Work instructions - Please reproduce the entries exactly as they appear below, but not the pictures.

*** Begin section ***

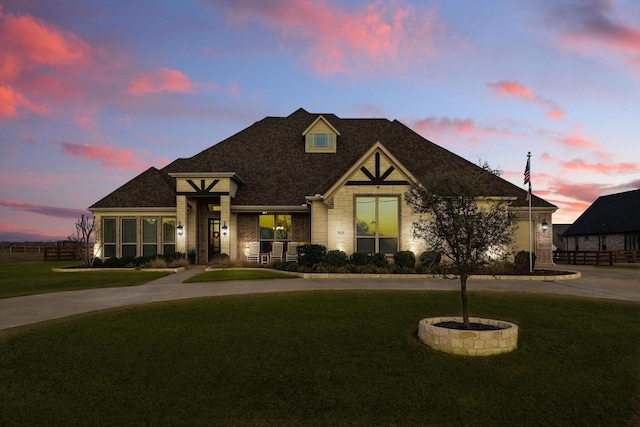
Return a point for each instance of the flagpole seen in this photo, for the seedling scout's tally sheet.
(528, 178)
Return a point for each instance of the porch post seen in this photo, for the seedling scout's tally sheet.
(225, 218)
(181, 219)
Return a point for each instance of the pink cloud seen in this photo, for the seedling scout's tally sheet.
(342, 41)
(30, 45)
(109, 157)
(509, 88)
(466, 128)
(581, 165)
(598, 25)
(43, 210)
(444, 125)
(575, 141)
(512, 88)
(26, 137)
(85, 123)
(12, 233)
(11, 101)
(28, 42)
(162, 80)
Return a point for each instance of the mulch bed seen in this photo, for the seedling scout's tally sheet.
(473, 326)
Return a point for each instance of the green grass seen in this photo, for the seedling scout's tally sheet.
(323, 358)
(27, 274)
(224, 275)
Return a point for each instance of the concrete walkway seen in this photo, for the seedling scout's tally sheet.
(616, 284)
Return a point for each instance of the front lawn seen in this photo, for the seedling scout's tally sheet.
(323, 359)
(28, 275)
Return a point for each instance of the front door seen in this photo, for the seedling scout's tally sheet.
(214, 238)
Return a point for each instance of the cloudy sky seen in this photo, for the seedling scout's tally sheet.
(94, 92)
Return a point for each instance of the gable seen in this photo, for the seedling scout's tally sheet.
(377, 167)
(320, 137)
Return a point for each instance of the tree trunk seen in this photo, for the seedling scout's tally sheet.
(465, 308)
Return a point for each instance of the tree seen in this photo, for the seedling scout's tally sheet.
(85, 226)
(459, 220)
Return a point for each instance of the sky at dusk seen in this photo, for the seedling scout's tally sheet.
(92, 93)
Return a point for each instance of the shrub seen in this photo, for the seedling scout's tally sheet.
(128, 261)
(158, 263)
(359, 258)
(181, 262)
(192, 256)
(404, 260)
(522, 261)
(141, 261)
(112, 262)
(336, 258)
(430, 259)
(379, 260)
(309, 255)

*** End section ***

Answer to this problem -
Return a point for each instance of the flagpole seen in this photo, for the seedling scout's tally sheet.
(528, 178)
Return a point for each instance of the porch post seen in this photo, for the seedling scout's tally sheet.
(225, 218)
(181, 219)
Return a point for each instance of the pink cloud seen in this photo, for the seedling scout's tally sheet.
(342, 41)
(30, 45)
(109, 157)
(509, 88)
(466, 128)
(581, 165)
(598, 25)
(43, 210)
(444, 125)
(575, 141)
(512, 88)
(26, 137)
(85, 123)
(12, 233)
(11, 101)
(28, 42)
(162, 80)
Return a point for each instance of the mulch bed seen in this photo, for the seedling scout's tally sheet.
(473, 326)
Return a point for each instance of the green grass seen in this photo, for the seedling scout's tally sheet.
(323, 358)
(27, 274)
(224, 275)
Return a point for each instance of the concrete walkway seen in this photo, for the seedling scout's tally sheet.
(616, 284)
Return a point for each instance of the front lawn seen in this photo, for the seedling scout's tally sheet.
(323, 359)
(28, 275)
Return a point for each instance of the front door seen in this photo, for the seedling scout's tally sheet.
(214, 238)
Return a point for each instance of the cloudy sky seen in this photo, for the seedling scout's tally sheet.
(94, 92)
Return a point for each instance of the gable seen in this photo, for the seedling scout's tally sheet.
(377, 167)
(320, 137)
Return a point for each instance of the tree trunk seen in this photo, for the seedling scout's tally sheet.
(465, 308)
Return a point for each instance of the tree seen in this photo, for the seedling scout's tally sheet.
(85, 226)
(459, 220)
Return a point for each instance of the sky at dusk seen in this photo, for the seedling scout's tally sheet.
(92, 93)
Return a point for each instance of the shrub seen in this photo, for the seedling scout's tally sheet.
(128, 261)
(158, 263)
(359, 258)
(181, 262)
(192, 256)
(404, 260)
(522, 261)
(141, 261)
(112, 262)
(336, 258)
(430, 259)
(379, 260)
(309, 255)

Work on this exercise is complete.